Rosenthal, No. 583,335 (1897), disclosed in an expansible binding, “adapted to be used in connection with account books or with periodicals, or any other such books which require to be bound together,” a series of removable leaves, their rear edges having rectangular notches (adapted to receive the binding strips) and perforations corresponding to those upon metallic bars placed at the rear margins of the leaves, both on the outside of the outer leaves and at intervals between the leaves; the bars having pins and holes registering with pins and holes in the other bars, as well as slots through which also the binding strips pass, thus holding the leaves and bars tightly together. He shows a pair of swinging covers (pivoted, respectively, to the two plates form*126ing the back of the book) and an adjusting mechanism for the strips situated in a recess in one of the covers. His adjusting mechanism (as shown by Fig. 4, herewith reproduced) consists of a notched bar (at-

tached to a crosshead to which the binding strips are fastened) made to slide through guides by the operation of a lever pivoted to the cover, whose notched end engages the teeth of the bar, and whose other end, for the purpose of such engagement or disengagement, is manually swung within the limits of a semicircular bar. But Rosenthal did not anticipate Bushong, for his adjusting mechanism was. arranged to be operated only from the inside of the cover. Indeed, it would seem that his mechanism did not (in case of considerable variation in thickness of the book) effect a complete automatic adjustment of binder strip tension; it being necessary, in such case, to manually shift the point of attachment of crosshead upon binding strips.

Entries from a point annotation set:
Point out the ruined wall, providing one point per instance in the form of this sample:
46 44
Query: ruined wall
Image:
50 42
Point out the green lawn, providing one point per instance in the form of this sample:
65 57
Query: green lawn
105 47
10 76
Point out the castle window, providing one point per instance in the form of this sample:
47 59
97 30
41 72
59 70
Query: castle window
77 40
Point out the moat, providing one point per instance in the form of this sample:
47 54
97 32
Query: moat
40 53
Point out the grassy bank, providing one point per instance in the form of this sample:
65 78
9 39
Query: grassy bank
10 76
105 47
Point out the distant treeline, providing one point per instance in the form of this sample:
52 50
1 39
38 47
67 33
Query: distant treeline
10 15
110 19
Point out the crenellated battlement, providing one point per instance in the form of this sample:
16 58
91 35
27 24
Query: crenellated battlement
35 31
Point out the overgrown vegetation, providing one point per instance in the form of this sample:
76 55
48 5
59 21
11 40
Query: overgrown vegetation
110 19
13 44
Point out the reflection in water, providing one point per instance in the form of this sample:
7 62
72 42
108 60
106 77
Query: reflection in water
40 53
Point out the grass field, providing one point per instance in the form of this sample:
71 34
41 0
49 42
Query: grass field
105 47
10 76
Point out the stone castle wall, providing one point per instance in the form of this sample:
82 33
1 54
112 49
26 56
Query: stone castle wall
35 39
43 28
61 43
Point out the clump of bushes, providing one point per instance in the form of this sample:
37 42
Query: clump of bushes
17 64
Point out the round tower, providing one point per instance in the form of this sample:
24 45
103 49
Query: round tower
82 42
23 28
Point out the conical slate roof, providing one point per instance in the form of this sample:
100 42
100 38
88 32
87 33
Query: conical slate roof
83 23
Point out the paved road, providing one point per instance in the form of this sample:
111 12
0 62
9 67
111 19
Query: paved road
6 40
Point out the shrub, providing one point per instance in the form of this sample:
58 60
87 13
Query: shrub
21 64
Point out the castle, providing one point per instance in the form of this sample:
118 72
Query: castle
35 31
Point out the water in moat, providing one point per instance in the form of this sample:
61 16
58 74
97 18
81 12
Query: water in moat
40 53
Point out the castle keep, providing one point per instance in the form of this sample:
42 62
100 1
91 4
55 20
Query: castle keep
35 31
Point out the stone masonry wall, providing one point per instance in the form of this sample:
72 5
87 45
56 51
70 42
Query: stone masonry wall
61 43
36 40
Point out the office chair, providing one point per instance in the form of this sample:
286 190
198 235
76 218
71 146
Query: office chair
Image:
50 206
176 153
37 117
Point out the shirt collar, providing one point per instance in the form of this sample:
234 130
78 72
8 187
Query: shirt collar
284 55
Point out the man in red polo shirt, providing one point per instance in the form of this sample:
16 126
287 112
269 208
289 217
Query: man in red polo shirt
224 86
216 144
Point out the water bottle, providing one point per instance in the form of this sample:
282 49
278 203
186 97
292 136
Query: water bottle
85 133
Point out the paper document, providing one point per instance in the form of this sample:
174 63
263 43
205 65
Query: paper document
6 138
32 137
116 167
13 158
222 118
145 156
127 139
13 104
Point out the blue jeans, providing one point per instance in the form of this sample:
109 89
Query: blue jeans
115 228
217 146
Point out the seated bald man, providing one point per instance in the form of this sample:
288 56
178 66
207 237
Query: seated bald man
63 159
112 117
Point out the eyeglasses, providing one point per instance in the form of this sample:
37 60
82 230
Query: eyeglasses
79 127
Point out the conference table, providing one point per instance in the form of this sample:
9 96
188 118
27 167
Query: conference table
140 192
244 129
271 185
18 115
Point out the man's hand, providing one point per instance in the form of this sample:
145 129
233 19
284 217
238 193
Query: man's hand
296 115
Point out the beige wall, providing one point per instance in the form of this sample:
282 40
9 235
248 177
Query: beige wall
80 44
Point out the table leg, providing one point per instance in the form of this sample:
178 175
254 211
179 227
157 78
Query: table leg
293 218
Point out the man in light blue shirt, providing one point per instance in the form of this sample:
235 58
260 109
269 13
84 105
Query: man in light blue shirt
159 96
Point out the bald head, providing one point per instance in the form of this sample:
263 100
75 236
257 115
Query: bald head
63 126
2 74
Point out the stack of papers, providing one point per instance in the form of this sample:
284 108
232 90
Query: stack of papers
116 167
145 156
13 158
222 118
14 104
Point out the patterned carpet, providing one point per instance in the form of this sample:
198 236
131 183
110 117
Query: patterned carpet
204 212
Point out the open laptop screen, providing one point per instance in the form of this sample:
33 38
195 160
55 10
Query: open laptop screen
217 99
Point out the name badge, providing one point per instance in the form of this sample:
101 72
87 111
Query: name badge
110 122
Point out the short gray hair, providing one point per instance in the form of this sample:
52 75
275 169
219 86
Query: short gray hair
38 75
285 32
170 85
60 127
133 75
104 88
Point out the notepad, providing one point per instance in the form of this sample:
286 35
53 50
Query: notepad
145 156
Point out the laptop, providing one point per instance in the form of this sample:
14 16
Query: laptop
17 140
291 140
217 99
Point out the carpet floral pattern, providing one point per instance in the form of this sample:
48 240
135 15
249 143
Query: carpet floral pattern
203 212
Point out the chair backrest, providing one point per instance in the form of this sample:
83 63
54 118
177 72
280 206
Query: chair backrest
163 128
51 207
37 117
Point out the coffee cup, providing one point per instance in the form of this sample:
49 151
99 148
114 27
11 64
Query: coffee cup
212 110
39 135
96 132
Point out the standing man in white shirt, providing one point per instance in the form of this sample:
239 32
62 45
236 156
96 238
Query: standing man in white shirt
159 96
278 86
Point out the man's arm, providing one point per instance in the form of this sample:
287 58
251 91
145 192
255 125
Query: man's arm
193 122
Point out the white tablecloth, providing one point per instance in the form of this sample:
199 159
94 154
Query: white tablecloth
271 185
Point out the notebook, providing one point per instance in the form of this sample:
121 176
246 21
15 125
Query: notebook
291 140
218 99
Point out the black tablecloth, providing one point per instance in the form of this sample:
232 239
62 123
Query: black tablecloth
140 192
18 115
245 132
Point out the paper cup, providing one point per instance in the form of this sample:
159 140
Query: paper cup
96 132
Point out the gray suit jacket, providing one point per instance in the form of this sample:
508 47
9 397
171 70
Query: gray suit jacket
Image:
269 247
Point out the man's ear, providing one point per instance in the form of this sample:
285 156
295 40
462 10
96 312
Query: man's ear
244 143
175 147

To do:
• a. In the passage on the Rosenthal patent, from which side of the cover could Rosenthal's adjusting mechanism be operated?
• b. Extend the passage on the Rosenthal patent past its final sentence.

Answer set:
• a. Only from the inside of the cover.

• b.
Nott, No. 648,987 (1900), discloses (in a compressing or clamping device for the purpose of a temporary binder for loose sheets of paper or for account books) a base on which the sheets rest, having on the upper side, at the inner margin, a binding plate or clamp, with transverse perforations therethrough at the respective ends of the binding plate, through which perforations flexible bands, preferably of metal, pass either across the side edges of the sheets or through slots in the same, into a recess in the base, where they connect with carriages in the form of nuts upon a screw operated by a key without the chamber. Nott’s device was not adapted to loose leaf ledger purposes. It was practically merely a clamping device, and not a book. It had no pair of covers, for its clamping member was in no sense a cover, and its base was not strictly such. While his adjusting device, which was merely for tightening the clamping strips, was operated from the out*127side, it was not in what would be called the cover (treating the device as a book), but in the back.

While the devices of England, Rosenthal, and Nott are by no means the only ones pertinent upon the questions of anticipation and invention, they are the most prominent; and unless anticipation is found in one or more of these devices, it is not, so far as appears from this record, to be found in the prior art. We think anticipation of the claims in suit is not shown.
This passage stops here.